____ Data provided

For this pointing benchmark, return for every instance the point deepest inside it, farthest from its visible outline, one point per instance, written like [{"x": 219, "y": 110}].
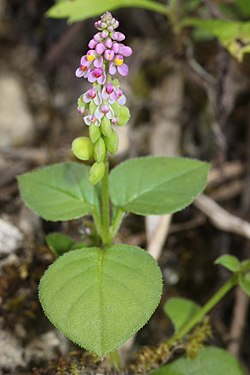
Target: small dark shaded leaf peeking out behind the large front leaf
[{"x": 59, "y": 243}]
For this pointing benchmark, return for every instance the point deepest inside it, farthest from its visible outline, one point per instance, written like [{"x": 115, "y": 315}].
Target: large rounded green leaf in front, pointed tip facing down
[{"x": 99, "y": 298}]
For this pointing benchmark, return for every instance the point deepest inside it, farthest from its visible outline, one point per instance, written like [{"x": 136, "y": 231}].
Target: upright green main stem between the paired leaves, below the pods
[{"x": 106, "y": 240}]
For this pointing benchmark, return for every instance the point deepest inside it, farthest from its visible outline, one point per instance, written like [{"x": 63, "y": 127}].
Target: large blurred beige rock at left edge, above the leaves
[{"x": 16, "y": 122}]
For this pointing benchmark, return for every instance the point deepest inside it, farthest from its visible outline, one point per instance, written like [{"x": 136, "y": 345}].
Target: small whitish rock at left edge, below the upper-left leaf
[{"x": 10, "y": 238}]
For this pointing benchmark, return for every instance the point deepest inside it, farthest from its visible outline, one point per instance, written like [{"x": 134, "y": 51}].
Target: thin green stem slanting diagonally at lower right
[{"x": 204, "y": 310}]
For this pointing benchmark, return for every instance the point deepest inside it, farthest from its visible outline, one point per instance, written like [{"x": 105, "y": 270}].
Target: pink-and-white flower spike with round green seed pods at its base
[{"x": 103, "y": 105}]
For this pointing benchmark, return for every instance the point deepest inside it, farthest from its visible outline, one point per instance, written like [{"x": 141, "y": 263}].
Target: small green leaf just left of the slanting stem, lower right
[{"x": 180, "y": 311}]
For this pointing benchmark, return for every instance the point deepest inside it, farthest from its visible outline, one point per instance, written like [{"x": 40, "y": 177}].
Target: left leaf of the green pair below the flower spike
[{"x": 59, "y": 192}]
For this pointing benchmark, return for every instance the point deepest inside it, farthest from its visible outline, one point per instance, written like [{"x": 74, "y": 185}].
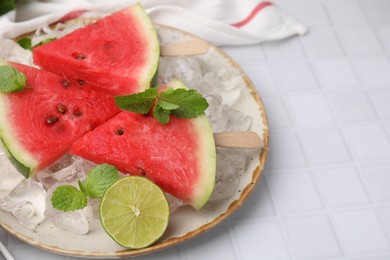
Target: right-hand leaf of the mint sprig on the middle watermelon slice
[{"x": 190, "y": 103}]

________
____ Data provided

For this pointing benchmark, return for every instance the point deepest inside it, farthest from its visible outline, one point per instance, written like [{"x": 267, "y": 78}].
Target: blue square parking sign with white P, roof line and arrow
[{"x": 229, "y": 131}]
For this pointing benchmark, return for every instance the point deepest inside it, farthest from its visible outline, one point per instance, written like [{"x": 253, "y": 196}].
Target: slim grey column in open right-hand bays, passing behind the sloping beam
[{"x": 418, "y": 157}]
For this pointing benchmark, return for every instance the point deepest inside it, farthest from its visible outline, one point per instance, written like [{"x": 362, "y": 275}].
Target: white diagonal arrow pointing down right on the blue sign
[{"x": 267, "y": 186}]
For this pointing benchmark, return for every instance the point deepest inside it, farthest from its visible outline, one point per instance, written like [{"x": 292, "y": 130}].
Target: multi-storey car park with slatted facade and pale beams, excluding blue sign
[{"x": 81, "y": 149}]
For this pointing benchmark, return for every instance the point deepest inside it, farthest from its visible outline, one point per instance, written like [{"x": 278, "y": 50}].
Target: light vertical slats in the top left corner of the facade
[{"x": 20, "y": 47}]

________
____ Data provided

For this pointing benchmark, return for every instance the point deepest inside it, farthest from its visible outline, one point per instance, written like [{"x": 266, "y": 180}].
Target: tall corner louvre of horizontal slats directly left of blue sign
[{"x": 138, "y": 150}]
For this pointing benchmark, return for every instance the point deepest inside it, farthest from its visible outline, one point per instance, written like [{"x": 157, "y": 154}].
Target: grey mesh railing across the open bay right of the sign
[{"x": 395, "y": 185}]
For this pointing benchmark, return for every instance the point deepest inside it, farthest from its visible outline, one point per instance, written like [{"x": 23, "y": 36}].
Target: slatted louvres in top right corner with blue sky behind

________

◆ **Try it**: From the records above, retype only the lines starting at the line that contains "Target: grey mesh" and ending at the line that contains "Target: slatted louvres", both included.

◆ **Exercise answer**:
Target: grey mesh railing across the open bay right of the sign
[{"x": 395, "y": 185}]
For this pointing benchmark, return for every instance the point deepest inside it, farthest from its visible outline, one point per instance, written like [{"x": 23, "y": 36}].
Target: slatted louvres in top right corner with blue sky behind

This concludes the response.